- Texto fornecido -
--------------------------------------------------
As competições da WSL representam o nível mais elevado do surf profissional, por essa razão os padrões de qualidade são igualmente elevados. Ser responsável por uma região que integra países tão diferentes é uma tarefa complicada. As condições e as exigências são muito diferentes?

Por melhores que sejam as condições para os atletas, se as ondas estiverem más o campeonato é péssimo, se as ondas forem boas o campeonato é excelente. Em provas de maior envergadura, caso da Ericeira e Peniche, é necessário ter uma estrutura grande para receber os surfistas e os milhares de pessoas que assistem ao evento, mas é assim em qualquer país. O principal desafio, nomeadamente em África, tem a ver com o Prize Money que é sempre pago em dólares. Na África do Sul, o prémio de um milhão de dólares significa cerca de 20 mil milhões de rands o que é uma quantia bastante elevada e, por vezes, torna-se difícil segurar esses eventos. 

Como é a sua vida no backstage dos maiores eventos mundiais?

Adoro o que faço. Grande parte do trabalho é realizado antes de a prova começar, durante a competição faço um pouco de relações públicas. É fundamental que a organização tenha uma ligação harmoniosa com os atletas, o diretor de prova, o chefe de juízes e os patrocinadores.

Organizar uma prova da liga mundial obriga a tratar dos protocolos de qualidade e segurança definidos pela WSL, negociar e contratar equipamentos, estruturas e staff, bem como a montagem e desmontagem. Quantas pessoas estão envolvidas nos eventos realizados em Portugal?

Tenho uma equipa muito experimente com quem trabalho há 15 anos, só assim é possível fazer com que tudo corra bem. Em Ribeira D´Ilhas, na Ericeira, estiveram cerca de 500 pessoas diretamente ligadas à prova e mil de forma indireta. Em relação aos juízes, há um painel que vai mudando em função da graduação do evento. A transmissão televisiva também depende do evento. As provas mais importantes exigem maior investimento na produção do produto televisão, temos KPIs [indicadores-chave de desempenho] de qualidade completamente diferentes em função do nível da prova.

Há uma qualidade standard em todas as provas ou nota-se alguma diferença?
--------------------------------------------------
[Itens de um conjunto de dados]

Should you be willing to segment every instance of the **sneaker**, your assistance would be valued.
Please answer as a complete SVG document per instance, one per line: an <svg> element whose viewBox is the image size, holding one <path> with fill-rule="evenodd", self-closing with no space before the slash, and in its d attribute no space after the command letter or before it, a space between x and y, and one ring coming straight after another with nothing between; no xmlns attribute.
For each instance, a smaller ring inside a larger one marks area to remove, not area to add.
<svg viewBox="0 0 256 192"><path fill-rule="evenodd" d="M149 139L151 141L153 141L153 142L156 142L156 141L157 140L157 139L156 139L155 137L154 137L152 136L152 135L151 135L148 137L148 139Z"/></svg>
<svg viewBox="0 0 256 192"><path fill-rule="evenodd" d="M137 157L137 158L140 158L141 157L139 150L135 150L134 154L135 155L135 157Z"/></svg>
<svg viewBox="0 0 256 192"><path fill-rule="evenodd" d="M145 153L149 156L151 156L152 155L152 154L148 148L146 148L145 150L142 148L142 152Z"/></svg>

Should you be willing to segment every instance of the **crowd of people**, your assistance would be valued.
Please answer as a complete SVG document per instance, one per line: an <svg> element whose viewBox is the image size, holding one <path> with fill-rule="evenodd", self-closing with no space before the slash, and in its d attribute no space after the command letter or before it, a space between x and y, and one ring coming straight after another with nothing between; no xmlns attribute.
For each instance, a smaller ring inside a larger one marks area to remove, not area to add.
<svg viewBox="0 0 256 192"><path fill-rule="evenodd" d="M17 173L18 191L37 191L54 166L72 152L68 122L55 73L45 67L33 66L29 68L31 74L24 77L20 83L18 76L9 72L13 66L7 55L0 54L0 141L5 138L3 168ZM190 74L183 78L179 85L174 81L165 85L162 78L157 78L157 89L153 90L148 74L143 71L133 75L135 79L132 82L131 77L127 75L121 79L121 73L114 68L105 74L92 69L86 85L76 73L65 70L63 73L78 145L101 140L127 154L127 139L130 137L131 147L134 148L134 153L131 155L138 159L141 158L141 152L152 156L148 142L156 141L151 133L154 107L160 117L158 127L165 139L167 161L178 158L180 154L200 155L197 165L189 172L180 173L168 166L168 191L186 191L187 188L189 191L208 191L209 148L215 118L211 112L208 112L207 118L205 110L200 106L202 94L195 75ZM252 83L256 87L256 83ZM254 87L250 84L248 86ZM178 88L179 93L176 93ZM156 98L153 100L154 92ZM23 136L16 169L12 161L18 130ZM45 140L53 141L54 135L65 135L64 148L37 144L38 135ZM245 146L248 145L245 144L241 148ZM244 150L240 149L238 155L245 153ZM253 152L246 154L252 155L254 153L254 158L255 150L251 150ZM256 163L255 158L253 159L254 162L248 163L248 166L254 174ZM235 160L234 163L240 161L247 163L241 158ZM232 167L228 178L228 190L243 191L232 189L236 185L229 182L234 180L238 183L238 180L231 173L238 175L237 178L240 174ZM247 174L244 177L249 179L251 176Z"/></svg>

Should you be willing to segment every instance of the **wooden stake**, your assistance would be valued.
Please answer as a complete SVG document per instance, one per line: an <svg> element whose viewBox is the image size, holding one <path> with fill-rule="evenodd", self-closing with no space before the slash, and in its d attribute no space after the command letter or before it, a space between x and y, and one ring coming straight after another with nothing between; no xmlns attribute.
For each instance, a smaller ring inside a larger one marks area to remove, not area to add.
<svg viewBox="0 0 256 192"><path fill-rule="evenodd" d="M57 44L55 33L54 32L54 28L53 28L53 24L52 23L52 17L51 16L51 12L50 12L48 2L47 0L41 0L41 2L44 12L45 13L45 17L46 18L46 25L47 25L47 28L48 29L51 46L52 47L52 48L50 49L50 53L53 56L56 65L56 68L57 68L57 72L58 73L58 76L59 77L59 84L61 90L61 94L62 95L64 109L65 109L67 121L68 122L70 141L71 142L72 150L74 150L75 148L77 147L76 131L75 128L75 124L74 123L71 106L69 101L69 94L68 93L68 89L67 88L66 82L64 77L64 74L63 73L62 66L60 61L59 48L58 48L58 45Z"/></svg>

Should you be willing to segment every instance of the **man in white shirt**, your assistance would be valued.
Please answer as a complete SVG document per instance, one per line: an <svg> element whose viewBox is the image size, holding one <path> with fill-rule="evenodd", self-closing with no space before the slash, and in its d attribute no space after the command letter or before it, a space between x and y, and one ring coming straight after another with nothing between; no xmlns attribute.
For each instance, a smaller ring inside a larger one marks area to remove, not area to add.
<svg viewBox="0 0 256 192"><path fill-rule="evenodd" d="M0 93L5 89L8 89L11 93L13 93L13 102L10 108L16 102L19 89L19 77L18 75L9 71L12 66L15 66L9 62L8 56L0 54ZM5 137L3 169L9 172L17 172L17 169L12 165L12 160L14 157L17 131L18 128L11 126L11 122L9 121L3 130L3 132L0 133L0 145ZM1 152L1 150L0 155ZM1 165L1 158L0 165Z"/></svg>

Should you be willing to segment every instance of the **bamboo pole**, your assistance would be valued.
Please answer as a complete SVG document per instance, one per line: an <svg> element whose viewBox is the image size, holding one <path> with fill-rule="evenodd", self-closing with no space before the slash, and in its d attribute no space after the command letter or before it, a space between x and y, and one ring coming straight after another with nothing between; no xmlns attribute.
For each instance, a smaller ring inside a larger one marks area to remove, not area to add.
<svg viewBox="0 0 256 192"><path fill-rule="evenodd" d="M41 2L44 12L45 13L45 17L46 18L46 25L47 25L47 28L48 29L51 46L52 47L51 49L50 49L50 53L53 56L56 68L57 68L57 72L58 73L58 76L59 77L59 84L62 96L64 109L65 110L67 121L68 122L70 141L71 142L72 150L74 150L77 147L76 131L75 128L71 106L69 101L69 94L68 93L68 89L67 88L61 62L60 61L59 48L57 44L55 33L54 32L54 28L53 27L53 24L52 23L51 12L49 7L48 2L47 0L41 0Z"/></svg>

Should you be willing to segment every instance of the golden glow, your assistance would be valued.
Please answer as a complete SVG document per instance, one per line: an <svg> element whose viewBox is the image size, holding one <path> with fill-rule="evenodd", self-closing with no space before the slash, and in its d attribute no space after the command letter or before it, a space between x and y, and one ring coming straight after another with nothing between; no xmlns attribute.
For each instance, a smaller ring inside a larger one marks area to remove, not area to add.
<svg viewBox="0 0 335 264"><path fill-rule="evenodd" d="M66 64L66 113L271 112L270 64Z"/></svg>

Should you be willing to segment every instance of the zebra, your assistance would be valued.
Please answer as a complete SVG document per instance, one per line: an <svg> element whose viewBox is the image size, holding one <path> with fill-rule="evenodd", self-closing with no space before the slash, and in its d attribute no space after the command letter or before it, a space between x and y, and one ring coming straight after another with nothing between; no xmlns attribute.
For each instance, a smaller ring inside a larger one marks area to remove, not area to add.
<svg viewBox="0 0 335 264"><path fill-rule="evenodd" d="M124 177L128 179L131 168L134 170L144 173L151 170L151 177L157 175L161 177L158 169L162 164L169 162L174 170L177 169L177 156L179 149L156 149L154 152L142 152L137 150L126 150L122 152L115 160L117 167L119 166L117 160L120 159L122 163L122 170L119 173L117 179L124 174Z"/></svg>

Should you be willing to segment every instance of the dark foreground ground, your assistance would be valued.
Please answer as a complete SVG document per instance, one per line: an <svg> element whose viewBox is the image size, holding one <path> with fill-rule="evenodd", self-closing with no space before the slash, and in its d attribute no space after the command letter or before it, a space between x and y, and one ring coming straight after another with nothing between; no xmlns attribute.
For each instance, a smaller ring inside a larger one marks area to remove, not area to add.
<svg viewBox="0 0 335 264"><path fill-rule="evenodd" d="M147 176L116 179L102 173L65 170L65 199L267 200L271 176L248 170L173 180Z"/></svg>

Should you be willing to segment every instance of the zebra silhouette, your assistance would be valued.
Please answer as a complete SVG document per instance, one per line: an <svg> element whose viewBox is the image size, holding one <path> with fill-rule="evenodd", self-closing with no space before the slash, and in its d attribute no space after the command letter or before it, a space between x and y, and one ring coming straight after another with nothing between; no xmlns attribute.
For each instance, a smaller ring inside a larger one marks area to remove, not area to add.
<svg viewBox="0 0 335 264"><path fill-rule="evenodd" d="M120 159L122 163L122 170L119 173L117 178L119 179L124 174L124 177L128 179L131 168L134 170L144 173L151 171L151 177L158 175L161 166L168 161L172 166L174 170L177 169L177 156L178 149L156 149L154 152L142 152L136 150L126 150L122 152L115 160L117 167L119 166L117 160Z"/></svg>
--------------------------------------------------
- Tarefas a realizar -
1/ Com base na entrevista, responda:
(a) Em que moeda é sempre pago o Prize Money?
(b) Quantas pessoas estiveram diretamente ligadas à prova em Ribeira D´Ilhas, na Ericeira?
(c) Com quem é fundamental que a organização tenha uma ligação harmoniosa?
2/ Extraia da entrevista o trecho que começa em "Como é a sua" e segue até "realizados em Portugal?", inclusive.

- Soluções das tarefas -
1/
(a) Em dólares.
(b) Cerca de 500 pessoas.
(c) Com os atletas, o diretor de prova, o chefe de juízes e os patrocinadores.

2/
Como é a sua vida no backstage dos maiores eventos mundiais?

Adoro o que faço. Grande parte do trabalho é realizado antes de a prova começar, durante a competição faço um pouco de relações públicas. É fundamental que a organização tenha uma ligação harmoniosa com os atletas, o diretor de prova, o chefe de juízes e os patrocinadores.

Organizar uma prova da liga mundial obriga a tratar dos protocolos de qualidade e segurança definidos pela WSL, negociar e contratar equipamentos, estruturas e staff, bem como a montagem e desmontagem. Quantas pessoas estão envolvidas nos eventos realizados em Portugal?